TRY IT |
Consider the listing below. Extract exactly the lines from the line containing "gray vanity cabinet in the image above." to the line containing "shutter in the image above.", both included.
= Beginning of Section =
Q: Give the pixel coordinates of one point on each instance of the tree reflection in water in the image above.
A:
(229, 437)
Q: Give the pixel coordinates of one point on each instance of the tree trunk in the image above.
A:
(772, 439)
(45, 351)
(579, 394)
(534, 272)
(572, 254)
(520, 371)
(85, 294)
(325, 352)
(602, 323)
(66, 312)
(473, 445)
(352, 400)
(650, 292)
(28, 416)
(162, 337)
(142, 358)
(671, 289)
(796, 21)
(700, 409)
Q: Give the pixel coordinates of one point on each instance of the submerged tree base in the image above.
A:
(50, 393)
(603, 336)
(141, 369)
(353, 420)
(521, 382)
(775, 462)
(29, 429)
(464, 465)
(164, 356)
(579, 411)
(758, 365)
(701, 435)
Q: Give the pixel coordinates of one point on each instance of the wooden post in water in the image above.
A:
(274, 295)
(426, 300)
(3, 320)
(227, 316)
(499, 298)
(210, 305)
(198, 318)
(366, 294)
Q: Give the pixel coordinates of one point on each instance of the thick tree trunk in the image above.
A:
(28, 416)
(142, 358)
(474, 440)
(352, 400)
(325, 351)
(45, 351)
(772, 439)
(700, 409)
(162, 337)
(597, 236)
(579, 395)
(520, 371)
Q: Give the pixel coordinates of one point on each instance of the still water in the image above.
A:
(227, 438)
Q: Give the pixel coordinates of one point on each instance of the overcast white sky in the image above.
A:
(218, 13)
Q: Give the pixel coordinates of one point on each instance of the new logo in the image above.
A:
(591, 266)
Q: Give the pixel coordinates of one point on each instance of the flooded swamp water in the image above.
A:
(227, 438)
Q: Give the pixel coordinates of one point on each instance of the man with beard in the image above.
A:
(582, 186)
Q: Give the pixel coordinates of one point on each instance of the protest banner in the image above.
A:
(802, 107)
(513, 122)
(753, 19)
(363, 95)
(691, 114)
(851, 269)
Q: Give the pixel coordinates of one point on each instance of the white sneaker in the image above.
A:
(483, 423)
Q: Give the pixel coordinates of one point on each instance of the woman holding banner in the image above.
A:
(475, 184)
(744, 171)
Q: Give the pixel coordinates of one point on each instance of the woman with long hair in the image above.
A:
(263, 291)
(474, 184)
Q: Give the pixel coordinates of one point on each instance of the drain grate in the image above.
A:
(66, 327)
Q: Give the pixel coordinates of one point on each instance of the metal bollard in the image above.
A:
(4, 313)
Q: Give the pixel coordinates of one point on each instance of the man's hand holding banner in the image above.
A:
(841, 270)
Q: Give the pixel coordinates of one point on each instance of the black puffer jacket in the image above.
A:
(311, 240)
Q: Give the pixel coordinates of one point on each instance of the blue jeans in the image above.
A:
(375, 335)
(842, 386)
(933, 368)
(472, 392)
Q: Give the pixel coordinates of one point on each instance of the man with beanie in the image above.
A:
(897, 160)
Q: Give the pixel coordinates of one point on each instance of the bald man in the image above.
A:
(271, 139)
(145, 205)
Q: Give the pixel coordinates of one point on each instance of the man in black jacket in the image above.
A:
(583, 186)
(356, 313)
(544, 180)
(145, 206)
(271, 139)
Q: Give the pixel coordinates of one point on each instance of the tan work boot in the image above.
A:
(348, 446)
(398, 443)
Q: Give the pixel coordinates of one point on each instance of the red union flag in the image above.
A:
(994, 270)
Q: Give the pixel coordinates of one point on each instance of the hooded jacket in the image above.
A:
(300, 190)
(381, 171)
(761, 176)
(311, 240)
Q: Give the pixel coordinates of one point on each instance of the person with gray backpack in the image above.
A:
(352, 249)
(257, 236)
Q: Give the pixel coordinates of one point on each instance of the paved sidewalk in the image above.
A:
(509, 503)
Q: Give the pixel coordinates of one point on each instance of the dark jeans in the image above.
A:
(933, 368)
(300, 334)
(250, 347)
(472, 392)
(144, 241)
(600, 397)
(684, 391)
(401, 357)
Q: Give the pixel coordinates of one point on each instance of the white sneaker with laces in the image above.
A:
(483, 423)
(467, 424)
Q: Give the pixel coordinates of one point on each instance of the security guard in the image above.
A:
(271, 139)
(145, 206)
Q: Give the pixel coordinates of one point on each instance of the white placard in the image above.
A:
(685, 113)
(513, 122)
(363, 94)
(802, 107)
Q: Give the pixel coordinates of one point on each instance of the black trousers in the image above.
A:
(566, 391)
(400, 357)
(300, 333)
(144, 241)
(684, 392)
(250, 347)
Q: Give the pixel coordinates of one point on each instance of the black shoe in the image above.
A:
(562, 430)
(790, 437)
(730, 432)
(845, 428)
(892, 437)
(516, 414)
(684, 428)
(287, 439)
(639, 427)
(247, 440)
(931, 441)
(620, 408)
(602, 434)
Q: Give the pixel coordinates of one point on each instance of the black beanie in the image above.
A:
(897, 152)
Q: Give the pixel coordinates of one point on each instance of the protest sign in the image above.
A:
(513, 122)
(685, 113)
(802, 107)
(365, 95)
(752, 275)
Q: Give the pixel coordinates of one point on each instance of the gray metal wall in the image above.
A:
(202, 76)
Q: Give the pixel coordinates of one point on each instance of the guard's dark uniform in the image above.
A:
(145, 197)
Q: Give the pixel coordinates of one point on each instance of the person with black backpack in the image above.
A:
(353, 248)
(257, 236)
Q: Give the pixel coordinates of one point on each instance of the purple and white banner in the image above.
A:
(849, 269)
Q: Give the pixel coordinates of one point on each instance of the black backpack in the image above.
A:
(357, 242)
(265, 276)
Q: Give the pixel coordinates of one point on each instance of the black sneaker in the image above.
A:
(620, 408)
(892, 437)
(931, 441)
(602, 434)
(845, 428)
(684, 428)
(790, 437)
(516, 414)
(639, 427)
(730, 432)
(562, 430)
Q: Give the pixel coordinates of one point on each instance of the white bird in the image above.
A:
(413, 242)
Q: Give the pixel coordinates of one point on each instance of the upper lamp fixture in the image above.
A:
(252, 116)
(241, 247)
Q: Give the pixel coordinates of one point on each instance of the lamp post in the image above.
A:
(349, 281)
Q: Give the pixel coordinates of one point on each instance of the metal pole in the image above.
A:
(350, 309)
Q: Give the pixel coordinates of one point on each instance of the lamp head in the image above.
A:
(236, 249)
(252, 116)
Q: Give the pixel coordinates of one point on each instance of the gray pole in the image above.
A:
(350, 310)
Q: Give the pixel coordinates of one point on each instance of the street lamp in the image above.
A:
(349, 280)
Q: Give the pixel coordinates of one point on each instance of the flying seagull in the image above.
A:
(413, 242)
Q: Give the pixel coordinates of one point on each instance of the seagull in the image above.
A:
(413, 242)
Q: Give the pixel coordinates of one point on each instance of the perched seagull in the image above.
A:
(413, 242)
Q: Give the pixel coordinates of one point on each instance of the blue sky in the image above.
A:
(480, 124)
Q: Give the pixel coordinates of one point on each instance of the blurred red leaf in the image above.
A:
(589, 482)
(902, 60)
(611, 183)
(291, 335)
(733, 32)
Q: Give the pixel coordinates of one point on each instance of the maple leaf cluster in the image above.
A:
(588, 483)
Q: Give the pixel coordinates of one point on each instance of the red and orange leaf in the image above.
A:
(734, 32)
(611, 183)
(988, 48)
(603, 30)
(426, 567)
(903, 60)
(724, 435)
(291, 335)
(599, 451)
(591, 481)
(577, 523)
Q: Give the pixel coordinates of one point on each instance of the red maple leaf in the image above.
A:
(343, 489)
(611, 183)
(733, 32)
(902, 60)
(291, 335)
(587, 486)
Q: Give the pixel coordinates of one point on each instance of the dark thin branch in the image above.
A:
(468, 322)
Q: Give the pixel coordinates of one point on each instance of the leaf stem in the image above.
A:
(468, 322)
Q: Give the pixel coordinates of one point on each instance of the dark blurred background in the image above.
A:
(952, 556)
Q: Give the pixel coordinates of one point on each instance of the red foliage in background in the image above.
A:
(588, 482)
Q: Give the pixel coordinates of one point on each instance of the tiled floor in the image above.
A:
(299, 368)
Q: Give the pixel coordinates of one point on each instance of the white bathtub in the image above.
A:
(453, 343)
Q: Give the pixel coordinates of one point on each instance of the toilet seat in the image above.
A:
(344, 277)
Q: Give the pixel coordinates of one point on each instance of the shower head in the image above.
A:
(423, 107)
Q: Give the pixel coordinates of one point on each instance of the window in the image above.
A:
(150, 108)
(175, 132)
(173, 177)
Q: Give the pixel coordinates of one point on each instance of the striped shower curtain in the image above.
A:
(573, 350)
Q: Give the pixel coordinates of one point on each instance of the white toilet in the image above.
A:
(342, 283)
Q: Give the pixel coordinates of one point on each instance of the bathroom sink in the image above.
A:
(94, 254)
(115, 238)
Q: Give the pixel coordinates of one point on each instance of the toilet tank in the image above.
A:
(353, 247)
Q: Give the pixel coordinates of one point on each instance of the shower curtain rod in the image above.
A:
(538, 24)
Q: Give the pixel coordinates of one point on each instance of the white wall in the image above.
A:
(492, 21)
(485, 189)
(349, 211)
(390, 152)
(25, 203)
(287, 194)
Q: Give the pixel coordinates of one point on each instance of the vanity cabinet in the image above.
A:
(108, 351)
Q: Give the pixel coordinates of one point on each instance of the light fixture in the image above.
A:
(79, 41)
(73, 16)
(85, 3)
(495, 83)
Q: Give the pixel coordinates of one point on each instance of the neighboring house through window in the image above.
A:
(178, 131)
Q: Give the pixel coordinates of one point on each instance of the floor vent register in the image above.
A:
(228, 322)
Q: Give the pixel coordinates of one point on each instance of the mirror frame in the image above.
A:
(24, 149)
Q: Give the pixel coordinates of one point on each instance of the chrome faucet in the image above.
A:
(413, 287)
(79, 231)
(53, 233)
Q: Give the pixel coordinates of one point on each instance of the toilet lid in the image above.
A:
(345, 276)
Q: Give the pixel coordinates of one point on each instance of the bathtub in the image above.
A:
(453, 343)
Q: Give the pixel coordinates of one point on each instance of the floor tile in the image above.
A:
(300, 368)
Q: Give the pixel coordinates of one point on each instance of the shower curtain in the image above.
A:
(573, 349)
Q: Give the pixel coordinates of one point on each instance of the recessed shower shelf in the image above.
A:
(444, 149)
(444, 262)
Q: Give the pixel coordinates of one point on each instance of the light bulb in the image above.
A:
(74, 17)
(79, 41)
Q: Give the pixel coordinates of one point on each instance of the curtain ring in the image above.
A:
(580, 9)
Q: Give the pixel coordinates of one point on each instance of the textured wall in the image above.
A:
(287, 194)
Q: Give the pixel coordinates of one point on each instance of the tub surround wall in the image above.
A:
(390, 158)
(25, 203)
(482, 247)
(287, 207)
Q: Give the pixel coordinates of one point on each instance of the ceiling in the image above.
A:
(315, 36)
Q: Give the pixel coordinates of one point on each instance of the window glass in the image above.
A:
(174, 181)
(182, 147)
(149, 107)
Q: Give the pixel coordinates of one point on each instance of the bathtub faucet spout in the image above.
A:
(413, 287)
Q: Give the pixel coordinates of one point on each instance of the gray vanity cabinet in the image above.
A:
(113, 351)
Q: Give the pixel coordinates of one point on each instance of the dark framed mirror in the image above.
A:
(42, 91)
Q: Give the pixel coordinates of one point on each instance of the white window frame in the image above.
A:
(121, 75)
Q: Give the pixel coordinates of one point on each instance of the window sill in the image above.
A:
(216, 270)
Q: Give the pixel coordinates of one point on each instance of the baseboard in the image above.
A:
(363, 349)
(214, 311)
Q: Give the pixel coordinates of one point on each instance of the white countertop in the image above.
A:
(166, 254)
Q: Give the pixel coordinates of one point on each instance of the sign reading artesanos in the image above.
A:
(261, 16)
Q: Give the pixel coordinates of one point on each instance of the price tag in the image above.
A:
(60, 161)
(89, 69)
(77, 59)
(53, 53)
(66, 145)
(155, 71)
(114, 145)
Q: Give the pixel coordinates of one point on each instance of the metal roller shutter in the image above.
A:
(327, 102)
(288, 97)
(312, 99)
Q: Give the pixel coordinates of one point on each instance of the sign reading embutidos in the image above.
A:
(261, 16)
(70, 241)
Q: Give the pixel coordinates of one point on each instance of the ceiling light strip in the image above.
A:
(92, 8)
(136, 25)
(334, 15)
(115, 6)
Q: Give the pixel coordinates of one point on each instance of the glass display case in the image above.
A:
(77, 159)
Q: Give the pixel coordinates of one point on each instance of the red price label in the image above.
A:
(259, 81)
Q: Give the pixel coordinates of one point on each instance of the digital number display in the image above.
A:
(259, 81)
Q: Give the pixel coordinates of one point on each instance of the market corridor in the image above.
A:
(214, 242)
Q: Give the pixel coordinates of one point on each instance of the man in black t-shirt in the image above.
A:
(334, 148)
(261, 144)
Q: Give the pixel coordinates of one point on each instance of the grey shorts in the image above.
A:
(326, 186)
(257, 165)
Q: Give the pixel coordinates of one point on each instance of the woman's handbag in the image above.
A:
= End of Section =
RESPONSE TO THIS TASK |
Q: Give the pixel coordinates of one point on each instance of the gray vanity cabinet in the image above.
A:
(113, 351)
Q: Give the pixel coordinates of one point on each instance of the dark framed mirror in the image above.
A:
(42, 91)
Q: Give the pixel coordinates of one point on each instance of the white window frame in the image above.
A:
(121, 75)
Q: Give the pixel coordinates of one point on each instance of the window sill in the image above.
A:
(216, 270)
Q: Give the pixel coordinates of one point on each instance of the baseboard in the image above.
A:
(363, 349)
(214, 311)
Q: Give the pixel coordinates of one point on each instance of the white countertop in the image above.
A:
(166, 254)
Q: Give the pixel coordinates of one point on each instance of the sign reading artesanos in the image above.
A:
(261, 16)
Q: Give the pixel coordinates of one point on each instance of the price tag in the image above.
A:
(60, 161)
(89, 69)
(77, 59)
(53, 53)
(66, 145)
(155, 71)
(114, 145)
Q: Give the pixel coordinates of one point on each instance of the metal roller shutter in the image above.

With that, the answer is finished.